[Task goal] Skip the images. Copy the records exactly as written.
[Records Boundary: Start]
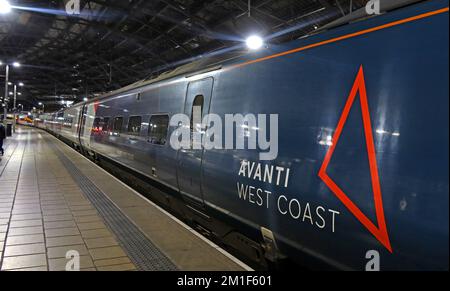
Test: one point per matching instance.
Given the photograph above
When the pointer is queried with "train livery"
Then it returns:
(362, 165)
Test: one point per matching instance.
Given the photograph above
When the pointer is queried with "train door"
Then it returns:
(82, 122)
(190, 160)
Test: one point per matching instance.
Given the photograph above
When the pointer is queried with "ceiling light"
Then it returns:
(254, 42)
(5, 7)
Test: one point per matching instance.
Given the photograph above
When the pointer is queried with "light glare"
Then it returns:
(254, 42)
(5, 7)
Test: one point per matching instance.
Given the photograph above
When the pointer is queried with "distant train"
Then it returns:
(360, 178)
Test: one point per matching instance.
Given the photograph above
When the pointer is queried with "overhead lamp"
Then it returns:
(254, 42)
(5, 7)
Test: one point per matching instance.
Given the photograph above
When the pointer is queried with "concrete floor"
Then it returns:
(44, 214)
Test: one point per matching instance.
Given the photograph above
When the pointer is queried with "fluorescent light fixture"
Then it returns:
(254, 42)
(5, 7)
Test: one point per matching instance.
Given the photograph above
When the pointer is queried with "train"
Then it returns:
(356, 174)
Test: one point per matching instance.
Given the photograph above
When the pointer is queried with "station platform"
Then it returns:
(54, 201)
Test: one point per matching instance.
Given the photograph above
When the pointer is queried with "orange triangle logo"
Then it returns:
(379, 232)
[Records Boundary: End]
[Final answer]
Test: one point per matching instance.
Given the photograph above
When the pointer is queried with "train livery"
Then it returns:
(362, 165)
Test: one point per matching instance.
Given the photograph above
When the pointer is queried with "train door"
Then it returns:
(82, 122)
(190, 160)
Test: one point per matching instance.
Given the photograph above
When the pointer is queried with "ceiling light"
Then it returns:
(254, 42)
(5, 7)
Test: one point per matching instance.
Given the photograph above
When the pointer is queried with "light glare"
Then it returns:
(254, 42)
(5, 7)
Test: one point per matching instance.
Given the photograph above
When the pointer is queried with "distant train"
Then it returns:
(360, 178)
Test: one point per matching instance.
Given the photograph above
When the pointer is queried with "overhead lamp"
Then it returns:
(254, 42)
(5, 7)
Test: one point per matching instance.
Given the photograph above
When the pointer is queried with "concrete floor"
Then it returns:
(44, 214)
Test: one point per matching instance.
Given the photograph above
When the pointer is queried with "fluorescent light fixture"
Then it returns:
(254, 42)
(5, 7)
Test: one point per matching instance.
Given the photograph above
When the pointer is queried with "train"
Then it returns:
(356, 174)
Test: one point per matching instance.
Given the photograph above
When the pointer is queried with "station platform"
Then it returns:
(54, 201)
Test: one point per matching instance.
Given the photograph above
When the pointer is queried with "orange triangle logo"
Then it returns:
(379, 232)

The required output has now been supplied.